START RECORDS TO USE

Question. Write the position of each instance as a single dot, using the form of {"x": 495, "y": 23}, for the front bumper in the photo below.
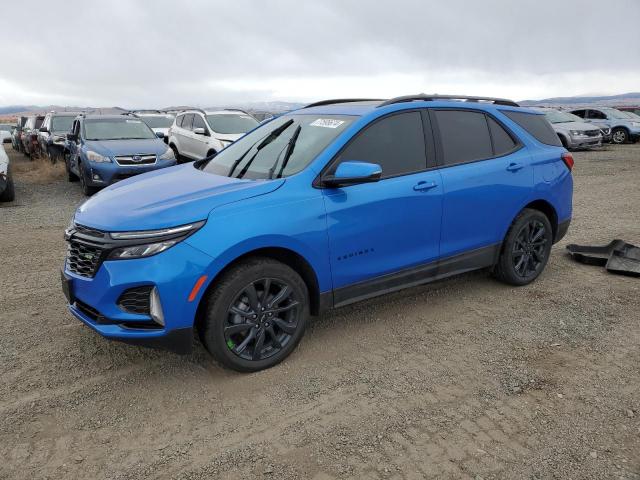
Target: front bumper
{"x": 104, "y": 174}
{"x": 173, "y": 273}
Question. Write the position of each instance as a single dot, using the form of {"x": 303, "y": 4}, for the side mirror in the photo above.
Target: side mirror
{"x": 352, "y": 173}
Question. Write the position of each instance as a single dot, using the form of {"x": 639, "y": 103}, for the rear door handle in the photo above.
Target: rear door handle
{"x": 424, "y": 186}
{"x": 514, "y": 167}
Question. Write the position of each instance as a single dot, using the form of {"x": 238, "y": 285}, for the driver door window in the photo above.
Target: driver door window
{"x": 396, "y": 143}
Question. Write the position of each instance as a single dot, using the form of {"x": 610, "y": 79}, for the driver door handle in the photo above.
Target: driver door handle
{"x": 423, "y": 186}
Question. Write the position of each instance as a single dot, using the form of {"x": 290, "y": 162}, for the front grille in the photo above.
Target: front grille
{"x": 89, "y": 231}
{"x": 82, "y": 258}
{"x": 86, "y": 248}
{"x": 129, "y": 160}
{"x": 136, "y": 300}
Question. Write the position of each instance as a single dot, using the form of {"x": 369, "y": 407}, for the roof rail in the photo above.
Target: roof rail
{"x": 193, "y": 109}
{"x": 427, "y": 98}
{"x": 341, "y": 100}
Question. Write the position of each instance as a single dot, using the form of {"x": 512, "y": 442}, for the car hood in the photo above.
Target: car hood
{"x": 166, "y": 198}
{"x": 580, "y": 126}
{"x": 111, "y": 148}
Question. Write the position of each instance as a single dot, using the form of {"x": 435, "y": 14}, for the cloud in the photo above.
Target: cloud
{"x": 143, "y": 53}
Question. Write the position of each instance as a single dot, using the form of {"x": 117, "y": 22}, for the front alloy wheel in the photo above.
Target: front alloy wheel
{"x": 619, "y": 136}
{"x": 255, "y": 315}
{"x": 261, "y": 320}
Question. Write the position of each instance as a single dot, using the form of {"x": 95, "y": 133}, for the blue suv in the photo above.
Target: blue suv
{"x": 103, "y": 149}
{"x": 331, "y": 204}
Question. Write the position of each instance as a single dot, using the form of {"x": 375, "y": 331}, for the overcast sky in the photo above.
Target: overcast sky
{"x": 145, "y": 53}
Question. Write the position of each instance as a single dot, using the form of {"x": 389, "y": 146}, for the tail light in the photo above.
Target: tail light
{"x": 567, "y": 158}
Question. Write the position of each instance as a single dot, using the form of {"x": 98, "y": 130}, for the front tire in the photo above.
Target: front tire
{"x": 86, "y": 189}
{"x": 619, "y": 136}
{"x": 256, "y": 315}
{"x": 526, "y": 248}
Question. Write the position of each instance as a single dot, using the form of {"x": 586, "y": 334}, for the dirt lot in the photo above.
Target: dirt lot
{"x": 465, "y": 378}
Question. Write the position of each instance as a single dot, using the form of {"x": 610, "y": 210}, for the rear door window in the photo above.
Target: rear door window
{"x": 198, "y": 122}
{"x": 187, "y": 121}
{"x": 396, "y": 143}
{"x": 536, "y": 125}
{"x": 464, "y": 136}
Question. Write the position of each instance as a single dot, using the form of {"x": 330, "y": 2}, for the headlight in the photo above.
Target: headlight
{"x": 167, "y": 155}
{"x": 157, "y": 241}
{"x": 139, "y": 251}
{"x": 96, "y": 157}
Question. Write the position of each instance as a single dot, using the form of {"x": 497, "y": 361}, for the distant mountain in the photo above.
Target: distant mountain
{"x": 632, "y": 98}
{"x": 39, "y": 109}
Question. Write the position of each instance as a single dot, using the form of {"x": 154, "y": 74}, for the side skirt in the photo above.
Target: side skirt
{"x": 465, "y": 262}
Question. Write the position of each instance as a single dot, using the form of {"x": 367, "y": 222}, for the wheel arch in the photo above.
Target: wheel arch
{"x": 284, "y": 255}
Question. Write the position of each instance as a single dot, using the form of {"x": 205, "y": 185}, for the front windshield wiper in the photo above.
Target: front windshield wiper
{"x": 287, "y": 155}
{"x": 270, "y": 138}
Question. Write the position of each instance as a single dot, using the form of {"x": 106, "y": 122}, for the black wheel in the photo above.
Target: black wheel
{"x": 9, "y": 193}
{"x": 256, "y": 315}
{"x": 175, "y": 152}
{"x": 619, "y": 136}
{"x": 526, "y": 248}
{"x": 86, "y": 189}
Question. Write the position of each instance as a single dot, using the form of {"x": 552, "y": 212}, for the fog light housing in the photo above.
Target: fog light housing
{"x": 156, "y": 307}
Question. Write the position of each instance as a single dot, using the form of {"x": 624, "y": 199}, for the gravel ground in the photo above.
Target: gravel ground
{"x": 464, "y": 378}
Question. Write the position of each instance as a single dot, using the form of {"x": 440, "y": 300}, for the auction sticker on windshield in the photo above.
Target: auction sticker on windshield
{"x": 326, "y": 123}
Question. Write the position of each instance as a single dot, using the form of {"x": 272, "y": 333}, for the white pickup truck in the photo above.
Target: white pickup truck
{"x": 7, "y": 192}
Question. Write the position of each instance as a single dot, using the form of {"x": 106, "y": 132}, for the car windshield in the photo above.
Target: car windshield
{"x": 612, "y": 112}
{"x": 61, "y": 124}
{"x": 116, "y": 129}
{"x": 231, "y": 124}
{"x": 556, "y": 116}
{"x": 261, "y": 154}
{"x": 158, "y": 121}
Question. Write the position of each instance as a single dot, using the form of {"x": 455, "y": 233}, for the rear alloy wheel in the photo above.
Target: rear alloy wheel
{"x": 619, "y": 136}
{"x": 256, "y": 315}
{"x": 526, "y": 249}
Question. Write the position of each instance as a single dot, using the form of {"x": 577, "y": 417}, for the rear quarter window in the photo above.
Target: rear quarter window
{"x": 536, "y": 125}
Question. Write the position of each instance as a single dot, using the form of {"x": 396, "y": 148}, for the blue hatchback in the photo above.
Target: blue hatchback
{"x": 104, "y": 149}
{"x": 331, "y": 204}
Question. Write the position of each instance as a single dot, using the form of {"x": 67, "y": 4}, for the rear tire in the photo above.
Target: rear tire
{"x": 525, "y": 249}
{"x": 256, "y": 315}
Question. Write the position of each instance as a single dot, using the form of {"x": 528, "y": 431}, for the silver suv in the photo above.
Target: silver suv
{"x": 197, "y": 134}
{"x": 572, "y": 130}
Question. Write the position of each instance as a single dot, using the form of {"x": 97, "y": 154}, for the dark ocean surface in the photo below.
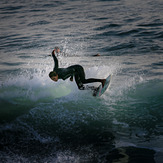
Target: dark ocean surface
{"x": 44, "y": 121}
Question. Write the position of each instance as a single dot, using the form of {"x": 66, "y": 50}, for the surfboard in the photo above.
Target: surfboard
{"x": 100, "y": 90}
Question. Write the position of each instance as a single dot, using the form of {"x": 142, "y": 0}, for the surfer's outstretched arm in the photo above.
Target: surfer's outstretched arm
{"x": 55, "y": 60}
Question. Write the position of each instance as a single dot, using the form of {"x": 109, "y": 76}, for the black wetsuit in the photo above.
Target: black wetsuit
{"x": 75, "y": 70}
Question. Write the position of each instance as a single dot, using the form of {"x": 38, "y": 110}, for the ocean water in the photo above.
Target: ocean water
{"x": 44, "y": 121}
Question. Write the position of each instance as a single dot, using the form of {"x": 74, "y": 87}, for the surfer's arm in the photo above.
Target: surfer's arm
{"x": 55, "y": 60}
{"x": 71, "y": 78}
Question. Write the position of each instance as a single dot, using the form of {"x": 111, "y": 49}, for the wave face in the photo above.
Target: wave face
{"x": 46, "y": 121}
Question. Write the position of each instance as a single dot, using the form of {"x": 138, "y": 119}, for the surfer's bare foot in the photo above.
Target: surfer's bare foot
{"x": 103, "y": 82}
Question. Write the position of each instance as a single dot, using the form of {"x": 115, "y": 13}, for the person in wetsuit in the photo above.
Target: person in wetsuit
{"x": 75, "y": 70}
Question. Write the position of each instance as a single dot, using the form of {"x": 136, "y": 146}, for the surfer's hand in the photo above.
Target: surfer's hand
{"x": 53, "y": 52}
{"x": 71, "y": 78}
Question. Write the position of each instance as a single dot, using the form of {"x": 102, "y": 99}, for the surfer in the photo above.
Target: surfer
{"x": 75, "y": 71}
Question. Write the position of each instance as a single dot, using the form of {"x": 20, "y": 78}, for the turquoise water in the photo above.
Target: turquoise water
{"x": 44, "y": 121}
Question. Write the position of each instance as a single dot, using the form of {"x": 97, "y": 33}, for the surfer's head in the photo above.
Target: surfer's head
{"x": 54, "y": 76}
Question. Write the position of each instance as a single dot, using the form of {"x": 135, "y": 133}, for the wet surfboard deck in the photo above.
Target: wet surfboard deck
{"x": 100, "y": 90}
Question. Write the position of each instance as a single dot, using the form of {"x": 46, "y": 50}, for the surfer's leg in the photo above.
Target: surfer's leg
{"x": 92, "y": 80}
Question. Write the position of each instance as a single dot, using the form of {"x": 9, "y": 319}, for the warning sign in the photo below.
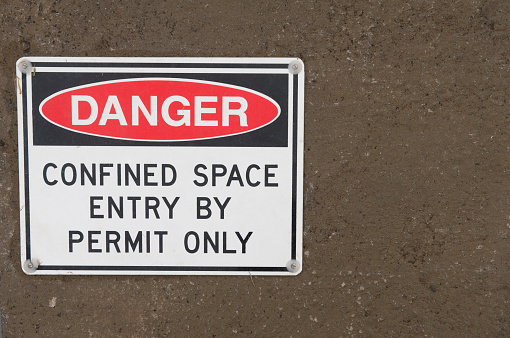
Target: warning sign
{"x": 161, "y": 165}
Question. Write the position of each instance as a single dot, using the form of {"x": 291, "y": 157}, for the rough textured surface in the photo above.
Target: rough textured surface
{"x": 407, "y": 212}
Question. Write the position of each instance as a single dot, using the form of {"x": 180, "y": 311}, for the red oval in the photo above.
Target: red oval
{"x": 204, "y": 102}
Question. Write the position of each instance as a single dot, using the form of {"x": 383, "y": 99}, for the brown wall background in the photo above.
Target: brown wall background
{"x": 407, "y": 212}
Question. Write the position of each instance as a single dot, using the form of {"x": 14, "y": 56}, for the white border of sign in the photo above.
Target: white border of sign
{"x": 32, "y": 265}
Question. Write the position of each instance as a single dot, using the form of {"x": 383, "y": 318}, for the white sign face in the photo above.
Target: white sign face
{"x": 168, "y": 166}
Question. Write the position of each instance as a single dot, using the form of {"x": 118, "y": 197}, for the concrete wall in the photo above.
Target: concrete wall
{"x": 406, "y": 211}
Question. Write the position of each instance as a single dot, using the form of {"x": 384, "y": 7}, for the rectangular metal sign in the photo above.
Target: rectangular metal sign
{"x": 172, "y": 166}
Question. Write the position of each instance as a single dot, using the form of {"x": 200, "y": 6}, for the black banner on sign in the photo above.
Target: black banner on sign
{"x": 274, "y": 86}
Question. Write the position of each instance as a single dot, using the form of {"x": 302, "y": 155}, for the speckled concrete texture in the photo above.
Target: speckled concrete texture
{"x": 407, "y": 192}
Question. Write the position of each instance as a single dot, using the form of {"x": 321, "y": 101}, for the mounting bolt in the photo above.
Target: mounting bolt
{"x": 30, "y": 266}
{"x": 293, "y": 265}
{"x": 295, "y": 67}
{"x": 25, "y": 66}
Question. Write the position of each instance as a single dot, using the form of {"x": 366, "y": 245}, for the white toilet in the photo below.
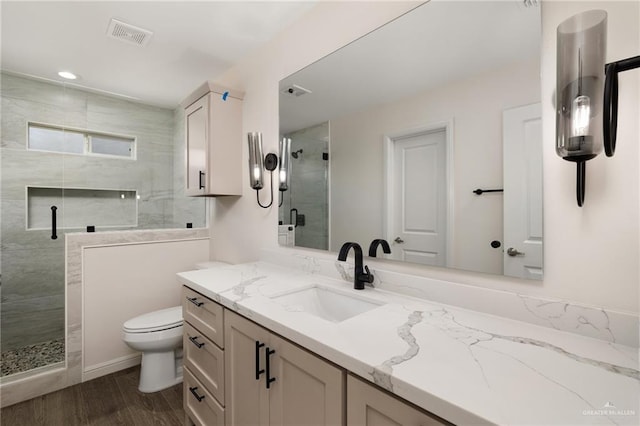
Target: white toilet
{"x": 158, "y": 335}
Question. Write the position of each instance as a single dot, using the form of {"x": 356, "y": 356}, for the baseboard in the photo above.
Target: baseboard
{"x": 104, "y": 368}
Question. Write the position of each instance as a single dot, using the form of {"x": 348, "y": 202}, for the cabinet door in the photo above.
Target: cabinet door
{"x": 368, "y": 405}
{"x": 307, "y": 389}
{"x": 246, "y": 398}
{"x": 196, "y": 136}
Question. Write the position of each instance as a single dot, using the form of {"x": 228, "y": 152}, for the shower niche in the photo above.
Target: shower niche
{"x": 78, "y": 208}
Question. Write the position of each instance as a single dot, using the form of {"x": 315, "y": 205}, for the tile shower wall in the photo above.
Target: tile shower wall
{"x": 32, "y": 265}
{"x": 308, "y": 187}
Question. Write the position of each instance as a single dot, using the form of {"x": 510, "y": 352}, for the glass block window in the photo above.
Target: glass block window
{"x": 73, "y": 141}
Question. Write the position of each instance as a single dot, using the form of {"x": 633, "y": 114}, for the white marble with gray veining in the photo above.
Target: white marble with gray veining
{"x": 465, "y": 366}
{"x": 609, "y": 325}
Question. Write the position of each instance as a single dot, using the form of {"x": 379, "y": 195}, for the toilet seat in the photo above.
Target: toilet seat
{"x": 163, "y": 319}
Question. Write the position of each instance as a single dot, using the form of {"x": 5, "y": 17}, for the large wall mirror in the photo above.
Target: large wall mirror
{"x": 425, "y": 132}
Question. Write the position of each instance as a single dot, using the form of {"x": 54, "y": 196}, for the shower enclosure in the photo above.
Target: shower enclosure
{"x": 305, "y": 204}
{"x": 74, "y": 161}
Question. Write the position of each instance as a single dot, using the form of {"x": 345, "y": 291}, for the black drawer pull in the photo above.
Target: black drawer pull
{"x": 195, "y": 342}
{"x": 194, "y": 300}
{"x": 258, "y": 370}
{"x": 198, "y": 397}
{"x": 269, "y": 378}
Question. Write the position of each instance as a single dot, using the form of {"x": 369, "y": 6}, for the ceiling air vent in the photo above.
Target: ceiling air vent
{"x": 295, "y": 90}
{"x": 128, "y": 33}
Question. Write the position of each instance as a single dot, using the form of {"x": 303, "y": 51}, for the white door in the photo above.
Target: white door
{"x": 522, "y": 147}
{"x": 418, "y": 197}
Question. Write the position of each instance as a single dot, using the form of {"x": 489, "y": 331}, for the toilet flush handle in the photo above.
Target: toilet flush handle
{"x": 194, "y": 300}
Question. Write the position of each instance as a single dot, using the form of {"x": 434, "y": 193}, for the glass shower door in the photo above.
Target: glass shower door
{"x": 32, "y": 244}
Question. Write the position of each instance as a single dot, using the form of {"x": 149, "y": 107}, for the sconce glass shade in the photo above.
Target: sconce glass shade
{"x": 580, "y": 85}
{"x": 256, "y": 161}
{"x": 285, "y": 154}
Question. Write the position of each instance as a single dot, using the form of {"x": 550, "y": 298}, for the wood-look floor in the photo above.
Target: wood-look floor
{"x": 108, "y": 400}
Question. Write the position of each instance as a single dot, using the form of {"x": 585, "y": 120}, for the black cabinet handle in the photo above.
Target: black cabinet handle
{"x": 54, "y": 226}
{"x": 269, "y": 378}
{"x": 258, "y": 370}
{"x": 195, "y": 341}
{"x": 198, "y": 397}
{"x": 194, "y": 300}
{"x": 200, "y": 184}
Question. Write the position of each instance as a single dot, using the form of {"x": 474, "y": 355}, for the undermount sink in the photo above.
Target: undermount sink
{"x": 326, "y": 303}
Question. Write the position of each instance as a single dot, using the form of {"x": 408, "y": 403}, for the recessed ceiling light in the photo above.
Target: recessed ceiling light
{"x": 68, "y": 75}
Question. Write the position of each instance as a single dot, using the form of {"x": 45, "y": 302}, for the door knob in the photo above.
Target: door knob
{"x": 513, "y": 252}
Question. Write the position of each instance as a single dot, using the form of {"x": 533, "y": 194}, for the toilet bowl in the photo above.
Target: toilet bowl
{"x": 158, "y": 335}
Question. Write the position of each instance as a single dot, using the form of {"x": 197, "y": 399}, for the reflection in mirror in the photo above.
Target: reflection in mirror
{"x": 416, "y": 116}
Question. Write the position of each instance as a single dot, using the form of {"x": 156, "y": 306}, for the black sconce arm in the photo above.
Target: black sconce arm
{"x": 610, "y": 117}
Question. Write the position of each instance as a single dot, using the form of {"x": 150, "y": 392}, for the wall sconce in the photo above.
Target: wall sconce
{"x": 257, "y": 163}
{"x": 586, "y": 92}
{"x": 285, "y": 153}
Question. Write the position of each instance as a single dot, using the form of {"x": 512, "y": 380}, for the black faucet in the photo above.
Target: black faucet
{"x": 360, "y": 277}
{"x": 374, "y": 246}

END RECORDS TO USE

» REQUIRED ACTION
Transcribe exactly each line of the records from the start up to and including the one with "rear door handle in the photo above.", and leave out every picture.

» WRITTEN ANSWER
Question. Write the position of each instance as a single dot, using the form of {"x": 495, "y": 23}, for the front bumper in the photo below.
Target: front bumper
{"x": 104, "y": 174}
{"x": 173, "y": 273}
Question. Write the position of each instance as a single dot, using the form of {"x": 303, "y": 4}, for the side mirror in the photo above.
Target: side mirror
{"x": 352, "y": 173}
Question. Write the position of each instance as a single dot, using the form of {"x": 639, "y": 103}, for the rear door handle in the photo above.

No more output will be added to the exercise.